Task goal >> Continue the review of infection markers after percutaneous nephrolithotomy, picking up after its final line.

Urinary calculi are a common and frequent disease in urology. In the past three decades, with the changes in diet and lifestyle, the incidence of calculi has increased at home and abroad, with 8.8% in the United States and 5.8% in China [1]. The treatment of urinary calculi has developed from traditional open surgery to endovascular minimally invasive urological surgery. Percutaneous nephrolithotomy (PCNL) is the preferred treatment for patients with large upper urinary tract calculi (diameter > 2 cm) and complex renal calculi [2], but the incidence of postoperative complications (such as bleeding, infection, etc.) is high. Infection-related complications after PCNL were divided into transient fever, systemic inflammatory response syndrome (SIRS) and urinary sepsis according to the severity. SIRS is a systemic inflammatory response caused by a variety of factors, which is a common complication after PCNL. SIRS is an uncontrolled, self-destructive, self-sustaining, and amplified systemic inflammatory response triggered by severe injury, infection, trauma, surgery, ischemia, and other factors [3]. Even if antibiotics are used before operation, the incidence is still high, about 9.8% - 43% [4]. Sepsis is considered one of the most common causes of perioperative mortality in percutaneous nephrolithotomy [5], with a mortality rate ranging from 20% - 42% [6]. SIRS is the first step of the sepsis cascade and is closely related to it [7]. This article will review the traditional, new and compound biomarkers for early identification of urinary tract infection after PCNL.

2. Procalcitonin (PCT)

Extracted records >>
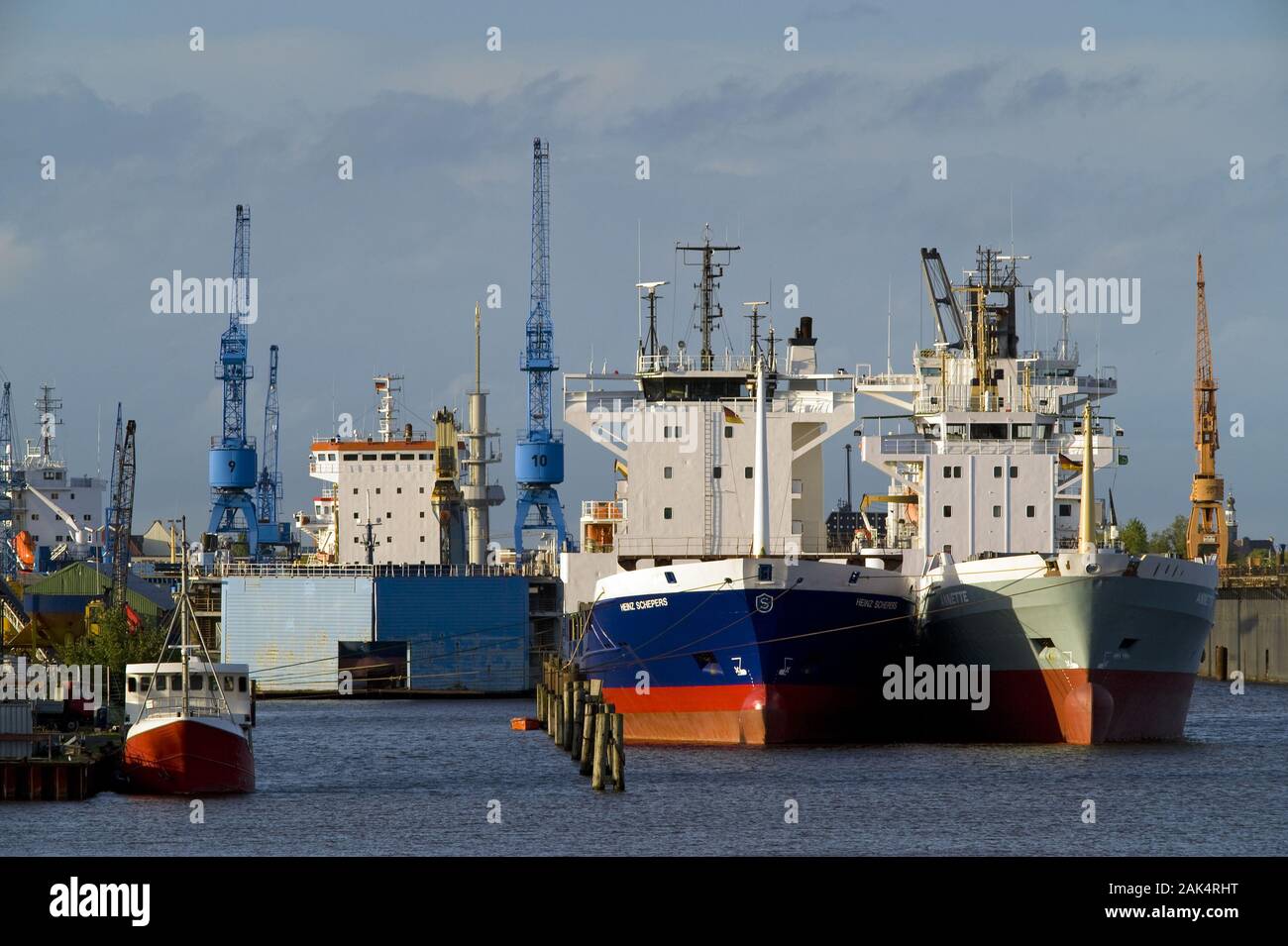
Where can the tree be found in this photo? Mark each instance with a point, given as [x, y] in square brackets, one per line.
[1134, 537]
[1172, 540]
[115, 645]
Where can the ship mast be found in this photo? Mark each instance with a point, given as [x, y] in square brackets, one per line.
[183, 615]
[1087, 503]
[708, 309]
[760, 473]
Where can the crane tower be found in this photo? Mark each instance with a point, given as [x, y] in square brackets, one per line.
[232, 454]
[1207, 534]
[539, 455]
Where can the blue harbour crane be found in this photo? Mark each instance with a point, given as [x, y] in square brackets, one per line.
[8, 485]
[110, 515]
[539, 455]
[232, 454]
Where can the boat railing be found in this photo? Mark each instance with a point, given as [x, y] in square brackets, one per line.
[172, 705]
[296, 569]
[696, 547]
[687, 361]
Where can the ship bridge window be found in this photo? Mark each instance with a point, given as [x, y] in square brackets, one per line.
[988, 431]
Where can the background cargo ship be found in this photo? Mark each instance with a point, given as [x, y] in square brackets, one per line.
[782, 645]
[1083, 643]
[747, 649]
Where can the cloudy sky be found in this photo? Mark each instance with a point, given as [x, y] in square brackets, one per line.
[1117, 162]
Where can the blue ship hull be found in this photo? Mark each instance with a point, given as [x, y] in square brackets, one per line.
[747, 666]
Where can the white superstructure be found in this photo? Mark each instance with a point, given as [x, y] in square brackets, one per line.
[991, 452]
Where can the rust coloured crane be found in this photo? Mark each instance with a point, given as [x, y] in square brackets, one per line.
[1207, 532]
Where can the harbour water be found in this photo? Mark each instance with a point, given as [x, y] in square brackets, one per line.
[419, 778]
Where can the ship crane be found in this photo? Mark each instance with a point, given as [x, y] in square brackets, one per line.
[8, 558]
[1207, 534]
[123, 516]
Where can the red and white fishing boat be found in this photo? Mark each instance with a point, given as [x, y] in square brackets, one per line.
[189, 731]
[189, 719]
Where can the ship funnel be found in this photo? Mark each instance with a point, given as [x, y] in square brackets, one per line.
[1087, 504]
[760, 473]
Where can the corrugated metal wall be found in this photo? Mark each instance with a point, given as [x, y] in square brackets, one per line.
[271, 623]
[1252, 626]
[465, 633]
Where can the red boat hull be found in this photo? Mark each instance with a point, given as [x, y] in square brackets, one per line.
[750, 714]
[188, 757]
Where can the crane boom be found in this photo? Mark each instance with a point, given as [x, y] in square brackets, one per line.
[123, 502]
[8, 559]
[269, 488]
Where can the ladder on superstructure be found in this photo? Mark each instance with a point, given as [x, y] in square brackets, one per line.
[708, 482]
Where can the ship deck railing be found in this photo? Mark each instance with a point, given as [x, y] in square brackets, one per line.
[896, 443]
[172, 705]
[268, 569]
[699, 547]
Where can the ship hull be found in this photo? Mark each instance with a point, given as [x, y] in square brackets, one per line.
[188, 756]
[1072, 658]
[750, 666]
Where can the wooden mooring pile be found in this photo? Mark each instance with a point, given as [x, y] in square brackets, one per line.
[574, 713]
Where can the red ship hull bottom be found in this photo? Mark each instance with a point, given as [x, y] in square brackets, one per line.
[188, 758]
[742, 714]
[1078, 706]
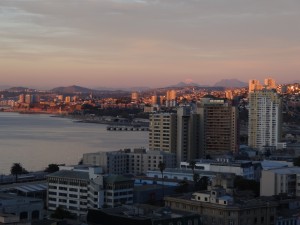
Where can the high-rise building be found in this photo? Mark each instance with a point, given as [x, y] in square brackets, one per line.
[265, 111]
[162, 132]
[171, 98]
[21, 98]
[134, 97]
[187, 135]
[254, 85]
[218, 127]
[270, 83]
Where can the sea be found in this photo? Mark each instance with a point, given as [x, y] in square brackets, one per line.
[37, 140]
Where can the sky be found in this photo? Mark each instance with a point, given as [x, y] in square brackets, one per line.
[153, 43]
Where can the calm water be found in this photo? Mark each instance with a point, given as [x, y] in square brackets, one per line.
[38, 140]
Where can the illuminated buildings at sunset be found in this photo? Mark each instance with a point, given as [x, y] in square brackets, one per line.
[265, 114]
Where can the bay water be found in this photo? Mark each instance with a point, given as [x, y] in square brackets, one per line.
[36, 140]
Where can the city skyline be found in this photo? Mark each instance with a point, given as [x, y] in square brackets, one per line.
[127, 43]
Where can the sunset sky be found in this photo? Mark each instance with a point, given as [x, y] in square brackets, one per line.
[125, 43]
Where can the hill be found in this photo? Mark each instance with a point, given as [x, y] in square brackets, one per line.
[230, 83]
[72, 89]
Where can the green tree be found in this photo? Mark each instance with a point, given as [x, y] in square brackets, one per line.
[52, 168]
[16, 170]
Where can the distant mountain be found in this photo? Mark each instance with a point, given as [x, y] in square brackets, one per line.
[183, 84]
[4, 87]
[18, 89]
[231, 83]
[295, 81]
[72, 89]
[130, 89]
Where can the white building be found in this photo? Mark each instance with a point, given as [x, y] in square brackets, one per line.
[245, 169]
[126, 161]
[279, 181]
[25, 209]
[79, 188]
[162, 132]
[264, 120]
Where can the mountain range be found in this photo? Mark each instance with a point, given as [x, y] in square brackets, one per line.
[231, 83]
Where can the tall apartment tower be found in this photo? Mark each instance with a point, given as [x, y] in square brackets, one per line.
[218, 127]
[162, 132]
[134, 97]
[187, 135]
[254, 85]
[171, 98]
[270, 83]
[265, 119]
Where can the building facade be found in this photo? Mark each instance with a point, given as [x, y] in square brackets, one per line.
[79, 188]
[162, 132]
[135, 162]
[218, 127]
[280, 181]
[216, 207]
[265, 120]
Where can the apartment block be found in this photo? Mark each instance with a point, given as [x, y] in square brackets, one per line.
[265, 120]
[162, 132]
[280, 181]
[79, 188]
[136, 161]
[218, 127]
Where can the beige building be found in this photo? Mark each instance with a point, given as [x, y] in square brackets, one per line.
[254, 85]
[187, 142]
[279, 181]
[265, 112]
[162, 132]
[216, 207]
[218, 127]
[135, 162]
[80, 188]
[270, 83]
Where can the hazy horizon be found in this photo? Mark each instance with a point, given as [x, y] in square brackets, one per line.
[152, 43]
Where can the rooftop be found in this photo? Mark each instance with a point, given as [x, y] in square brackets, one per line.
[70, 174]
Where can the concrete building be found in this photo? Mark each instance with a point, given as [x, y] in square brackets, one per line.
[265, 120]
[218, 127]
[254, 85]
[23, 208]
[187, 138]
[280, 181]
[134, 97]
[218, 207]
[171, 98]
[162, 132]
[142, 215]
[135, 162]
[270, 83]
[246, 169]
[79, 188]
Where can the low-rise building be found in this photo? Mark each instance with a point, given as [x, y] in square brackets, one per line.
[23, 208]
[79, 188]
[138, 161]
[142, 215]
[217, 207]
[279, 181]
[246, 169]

Output for this exercise >>
Procalcitonin is a protein containing 116 amino acids, which is a polypeptide precursor of calcitonin. It is mainly synthesized by thyroid C cells, and neuroendocrine tissues of organs such as lung and gastrointestinal tract can also be synthesized [8]. Under normal circumstances, the level of PCT in serum is extremely low (<0.02 ng/ml) [9]. During inflammation, PCT is produced through a direct pathway induced by lipopolysaccharide or microbial toxic metabolites, as well as an indirect pathway induced by inflammatory mediators [10]. At this time, PCT cannot be converted into calcitonin and directly enters the circulatory system, resulting in an increase in PCT concentration in the peripheral circulation.

PCT, as one of the most widely used biomarkers in sepsis, can effectively predict the occurrence, treatment efficacy, and prognosis of sepsis after PCNL [11] [12]. Zheng et al. [12] found that when PCT is greater than 0.3 ng/ml, the sensitivity for predicting sepsis after PCNL reaches 90.3%, and the specificity reaches 94.3%. Similarly, research [6] shows that PCT and C-reactive protein (CRP) are independent risk factors for SIRS after PCNL, with good predictive effects, and 88.2% of SIRS patients occur within 24 hours after surgery. Gao Xianglin et al. [13] showed that PCT at 2 hours after PCNL was more effective than CRP and white blood cells in predicting SIRS after PCNL. When PCT > 3.7 ng/L at 2 hours after PCNL, the diagnostic specificity of SIRS was 87.6% and the sensitivity was 75.4%. PCT at 2 hours after operation can predict the occurrence of SIRS after PCNL, but as a single index, the sensitivity is not good when predicting SIRS after operation. It is necessary to combine with CRP and other indicators to improve the sensitivity, so as to more accurately identify SIRS after operation. In addition, dynamic monitoring of PCT can evaluate the severity of postoperative infection, guide treatment and prevent drug resistance caused by antibiotic abuse.

3. C-Reactive Protein (CRP)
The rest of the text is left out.